Start of MATERIAL FOR THIS TASK

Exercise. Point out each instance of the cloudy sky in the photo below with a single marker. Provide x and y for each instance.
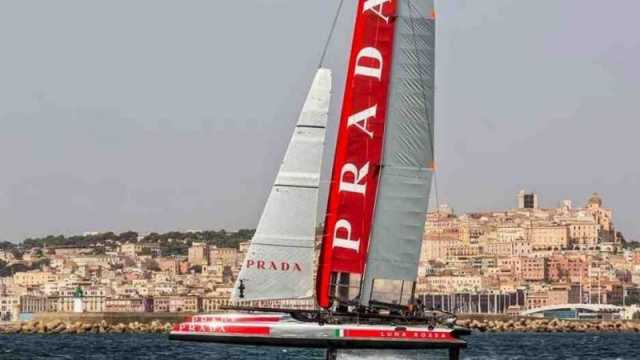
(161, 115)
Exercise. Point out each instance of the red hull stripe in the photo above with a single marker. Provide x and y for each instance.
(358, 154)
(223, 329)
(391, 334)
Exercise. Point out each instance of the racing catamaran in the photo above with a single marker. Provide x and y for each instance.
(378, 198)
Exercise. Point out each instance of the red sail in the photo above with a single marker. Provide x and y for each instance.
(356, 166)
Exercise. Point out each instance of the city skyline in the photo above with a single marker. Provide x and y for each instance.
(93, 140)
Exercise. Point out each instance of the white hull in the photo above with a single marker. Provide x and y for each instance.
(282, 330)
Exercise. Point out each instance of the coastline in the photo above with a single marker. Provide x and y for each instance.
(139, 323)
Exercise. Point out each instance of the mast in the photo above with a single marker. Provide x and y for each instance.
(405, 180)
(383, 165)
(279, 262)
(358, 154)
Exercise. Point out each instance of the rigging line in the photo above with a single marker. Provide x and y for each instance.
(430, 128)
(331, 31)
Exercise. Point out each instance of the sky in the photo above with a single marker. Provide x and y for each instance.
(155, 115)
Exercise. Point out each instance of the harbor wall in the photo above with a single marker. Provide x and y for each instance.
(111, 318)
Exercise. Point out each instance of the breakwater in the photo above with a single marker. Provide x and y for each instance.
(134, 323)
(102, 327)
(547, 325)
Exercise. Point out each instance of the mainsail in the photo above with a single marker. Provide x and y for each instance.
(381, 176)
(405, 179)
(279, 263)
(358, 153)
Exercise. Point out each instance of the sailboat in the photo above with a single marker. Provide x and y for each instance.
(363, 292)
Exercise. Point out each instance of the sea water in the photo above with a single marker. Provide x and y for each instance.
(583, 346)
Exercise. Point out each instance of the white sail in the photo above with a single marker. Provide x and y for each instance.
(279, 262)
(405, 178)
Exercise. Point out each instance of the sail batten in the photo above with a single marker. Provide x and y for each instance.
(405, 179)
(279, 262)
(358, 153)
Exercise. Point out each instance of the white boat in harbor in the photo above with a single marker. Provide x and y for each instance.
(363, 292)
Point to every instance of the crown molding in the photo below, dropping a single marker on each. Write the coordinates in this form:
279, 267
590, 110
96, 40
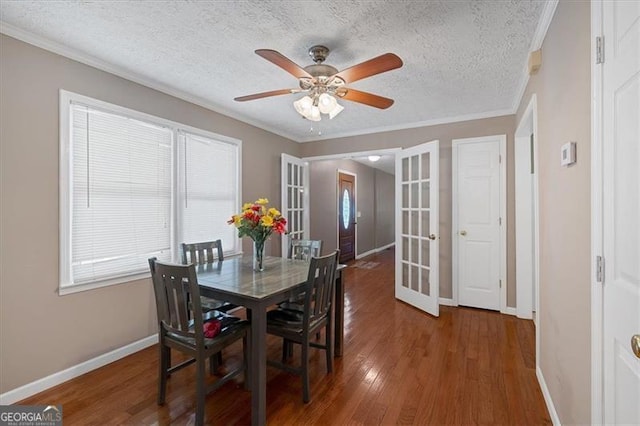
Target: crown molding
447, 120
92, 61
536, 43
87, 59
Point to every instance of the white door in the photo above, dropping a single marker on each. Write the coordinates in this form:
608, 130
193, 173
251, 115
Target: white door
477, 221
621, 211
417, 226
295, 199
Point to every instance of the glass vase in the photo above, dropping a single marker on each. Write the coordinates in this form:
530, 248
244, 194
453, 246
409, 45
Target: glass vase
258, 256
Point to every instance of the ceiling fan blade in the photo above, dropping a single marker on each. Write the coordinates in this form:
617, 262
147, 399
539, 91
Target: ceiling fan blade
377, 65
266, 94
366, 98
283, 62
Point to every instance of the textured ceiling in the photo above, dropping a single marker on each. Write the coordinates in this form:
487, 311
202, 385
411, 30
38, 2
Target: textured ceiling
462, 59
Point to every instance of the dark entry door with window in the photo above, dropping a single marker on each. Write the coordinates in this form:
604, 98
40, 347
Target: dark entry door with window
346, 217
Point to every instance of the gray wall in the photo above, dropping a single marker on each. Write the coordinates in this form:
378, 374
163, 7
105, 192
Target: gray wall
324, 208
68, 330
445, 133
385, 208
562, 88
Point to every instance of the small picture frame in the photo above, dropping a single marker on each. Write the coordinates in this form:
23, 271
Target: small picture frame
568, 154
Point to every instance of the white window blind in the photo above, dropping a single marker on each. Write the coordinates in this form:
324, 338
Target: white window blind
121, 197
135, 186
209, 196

End of MATERIAL FOR THIS TASK

EXERCISE INSTRUCTIONS: The lines you need are those holding the word "dropping"; copy each of them from the material above.

WRITTEN SOLUTION:
Point to every instance of the crown molding in the photo below, dropping a single marker on each. Write the coordinates in this form:
Point to every instance of the white door in the photo above, dropping a single marker on each. Write the coordinates in this form:
Point to every instance of the glass vase in the photo above, dropping a single marker on each. Write the coordinates in this form:
Point to every instance of the ceiling fan blade in the photo above, dropping a single marker on each. Write the coordinates in this form:
Point to every instance of the textured ceiling in the photo above, dropping a single marker on each. Write the coordinates in this form:
Point to every instance of the dark entry door with window in the photo above, dropping a single marker on each. Write the coordinates in this form:
Point to every instance of the gray wall in the photo above, dropping a single marker on each. Write the coordinates in this form:
Point to every instance of the small picture frame in the photo above, dropping a single marker on each. Write the coordinates in this form:
Point to every instance of the white window blind in the photo above, dropping a single marker on each. Write the coordinates in this form:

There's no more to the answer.